Talimat 1: Lütfen listede "garage" dizesini içeren tüm satırları belirleyip kopyalayın.

Nerelerden nerelere geldik. Yaşananları, hemen her gün getirilen yeni yasaklarla Cumhuriyetin kazanımlarına indirilen darbeleri, ülkesini seven her Türk gibi içime sindiremiyorum.
Yasaklar getirilen bayramlar sıradan anma günleri değildir. Bu bayramlar, bu topraklarda bizlere bugün özgürce yaşama şansının yaratıldığı çok önemli tarihi olayları anma ve yaşatma törenleridir.
Şurası unutulmamalıdır ki, düşman güçlerince parçalanan ve son vatan toprağı Anadolu’nun da batısının, güneyinin ve güneydoğusunun işgal edildiği Osmanlı İmparatorluğunun küllerinden çağdaşlığı ilke edinmiş yepyeni bir devlet Türkiye Cumhuriyeti Devleti yaratılmıştır.
Bu bayramlar, son vatan toprağı Anadolu’yu düşmandan temizlemek üzere evinde yiyeceği, üzerine giyecek elbisesi, ayağına giyecek kara lastiği dahi olmayan, umutlarını yitirmiş Anadolu insanını kurtulacağına inandırandırılışının anıldığı günlerdir.
19 Mayıs Gençlik, Spor ve Atatürk’ü Anma Bayramı, bu kurtuluş ateşini yakan Mustafa Kemal Atatürk’ün perişan vaziyette ki halkını buna inandırarak kurtuluş savaşını başlatmak üzere 19 Mayıs 1919 sabahı Samsun’a çıkışının anma törenleridir
30 Ağustos Zafer Bayramı, Türk Ulusun’nun var olmak adına verdiği onur mücadelesinin 30 Ağustos 1922 tarihin de zaferle sonuçlanmasının anıldığı bayramdır.
23 Nisan Çocuk ve Egemenlik Bayramı, dünyanın dahi inanamadığı bir kurtuluş savaşını kazanan bir halkın, kendisini idare edecek meclisi olan Türkiye Büyük Millet Meclisi’ni açtığı 23 Nisan 1920 günün anıldığı gündür.

Talimat 2: Ulusal bayramlarla ilgili metinde adı geçen bütün bayramları sıralayın.

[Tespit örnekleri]
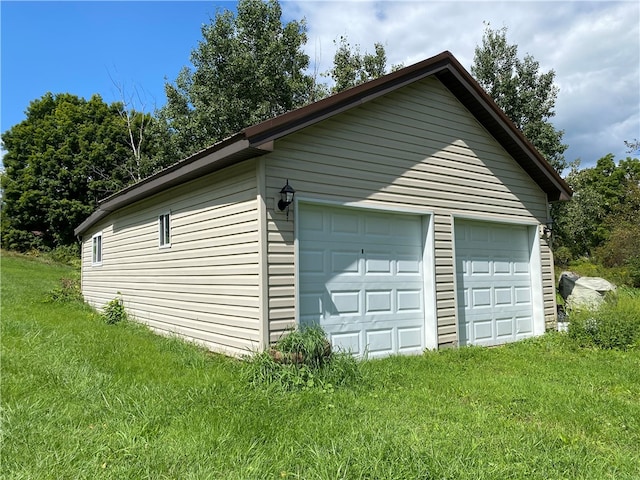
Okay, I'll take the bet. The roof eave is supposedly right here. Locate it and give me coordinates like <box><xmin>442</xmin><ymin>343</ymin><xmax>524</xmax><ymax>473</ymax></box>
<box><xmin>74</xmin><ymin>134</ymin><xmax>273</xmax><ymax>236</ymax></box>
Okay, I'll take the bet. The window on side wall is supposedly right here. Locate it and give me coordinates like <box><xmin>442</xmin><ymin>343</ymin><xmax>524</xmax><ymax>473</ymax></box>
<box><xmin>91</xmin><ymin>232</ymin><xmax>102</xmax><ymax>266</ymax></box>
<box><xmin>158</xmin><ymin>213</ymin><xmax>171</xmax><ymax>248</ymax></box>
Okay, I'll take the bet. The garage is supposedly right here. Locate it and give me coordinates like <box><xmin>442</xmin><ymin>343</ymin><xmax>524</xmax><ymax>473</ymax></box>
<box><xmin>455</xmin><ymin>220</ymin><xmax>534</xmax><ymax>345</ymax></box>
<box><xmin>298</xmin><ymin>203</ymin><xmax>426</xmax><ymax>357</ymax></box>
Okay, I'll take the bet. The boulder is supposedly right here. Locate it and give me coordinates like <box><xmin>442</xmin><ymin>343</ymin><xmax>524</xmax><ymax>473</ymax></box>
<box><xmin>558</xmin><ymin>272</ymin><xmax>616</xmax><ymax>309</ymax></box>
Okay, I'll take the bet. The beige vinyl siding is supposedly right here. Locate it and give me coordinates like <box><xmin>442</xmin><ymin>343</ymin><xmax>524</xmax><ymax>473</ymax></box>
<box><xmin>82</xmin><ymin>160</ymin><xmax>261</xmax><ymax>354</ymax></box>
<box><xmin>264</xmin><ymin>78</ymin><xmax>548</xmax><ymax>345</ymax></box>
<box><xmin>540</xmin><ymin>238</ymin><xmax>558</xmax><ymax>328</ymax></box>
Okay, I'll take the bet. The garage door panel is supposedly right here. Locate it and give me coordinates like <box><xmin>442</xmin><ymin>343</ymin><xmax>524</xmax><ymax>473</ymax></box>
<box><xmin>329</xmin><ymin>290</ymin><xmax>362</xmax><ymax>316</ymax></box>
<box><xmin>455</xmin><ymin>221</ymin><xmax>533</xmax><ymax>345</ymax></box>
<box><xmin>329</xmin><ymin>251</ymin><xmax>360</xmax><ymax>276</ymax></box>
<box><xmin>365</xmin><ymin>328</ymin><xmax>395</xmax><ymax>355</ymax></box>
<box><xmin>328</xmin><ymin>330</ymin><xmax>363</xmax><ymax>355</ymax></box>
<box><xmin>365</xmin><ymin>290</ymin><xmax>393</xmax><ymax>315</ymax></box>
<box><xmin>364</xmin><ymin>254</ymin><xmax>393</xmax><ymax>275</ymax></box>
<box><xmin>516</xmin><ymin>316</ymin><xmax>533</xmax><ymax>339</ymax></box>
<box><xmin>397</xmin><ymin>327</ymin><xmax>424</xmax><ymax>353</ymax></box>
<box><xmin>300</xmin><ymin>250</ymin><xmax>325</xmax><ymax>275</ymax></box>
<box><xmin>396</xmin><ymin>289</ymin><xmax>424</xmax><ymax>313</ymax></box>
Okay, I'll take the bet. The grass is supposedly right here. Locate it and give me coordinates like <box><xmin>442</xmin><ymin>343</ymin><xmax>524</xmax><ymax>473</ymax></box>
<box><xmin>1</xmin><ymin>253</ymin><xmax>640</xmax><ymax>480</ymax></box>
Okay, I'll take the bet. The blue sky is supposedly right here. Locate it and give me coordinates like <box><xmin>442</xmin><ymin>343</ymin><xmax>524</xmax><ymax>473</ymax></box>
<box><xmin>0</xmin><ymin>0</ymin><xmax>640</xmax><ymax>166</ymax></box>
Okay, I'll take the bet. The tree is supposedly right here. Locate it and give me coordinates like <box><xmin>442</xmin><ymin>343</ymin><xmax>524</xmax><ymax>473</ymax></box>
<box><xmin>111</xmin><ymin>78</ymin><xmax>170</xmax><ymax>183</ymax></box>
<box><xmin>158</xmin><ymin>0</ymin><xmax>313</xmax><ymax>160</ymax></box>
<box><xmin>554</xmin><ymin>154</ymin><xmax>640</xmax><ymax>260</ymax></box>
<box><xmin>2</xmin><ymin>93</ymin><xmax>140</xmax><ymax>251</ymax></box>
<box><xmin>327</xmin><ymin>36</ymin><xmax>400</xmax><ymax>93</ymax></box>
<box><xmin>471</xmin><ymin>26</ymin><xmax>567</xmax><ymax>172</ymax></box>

Alıştırma yanıtı 1:
Okay, I'll take the bet. The garage is supposedly right here. Locate it and give me coordinates like <box><xmin>442</xmin><ymin>343</ymin><xmax>524</xmax><ymax>473</ymax></box>
Okay, I'll take the bet. The garage door panel is supposedly right here. Locate it and give me coordinates like <box><xmin>442</xmin><ymin>343</ymin><xmax>524</xmax><ymax>473</ymax></box>

Alıştırma yanıtı 2:
- 19 Mayıs Gençlik, Spor ve Atatürk’ü Anma Bayramı
- 30 Ağustos Zafer Bayramı
- 23 Nisan Çocuk ve Egemenlik Bayramı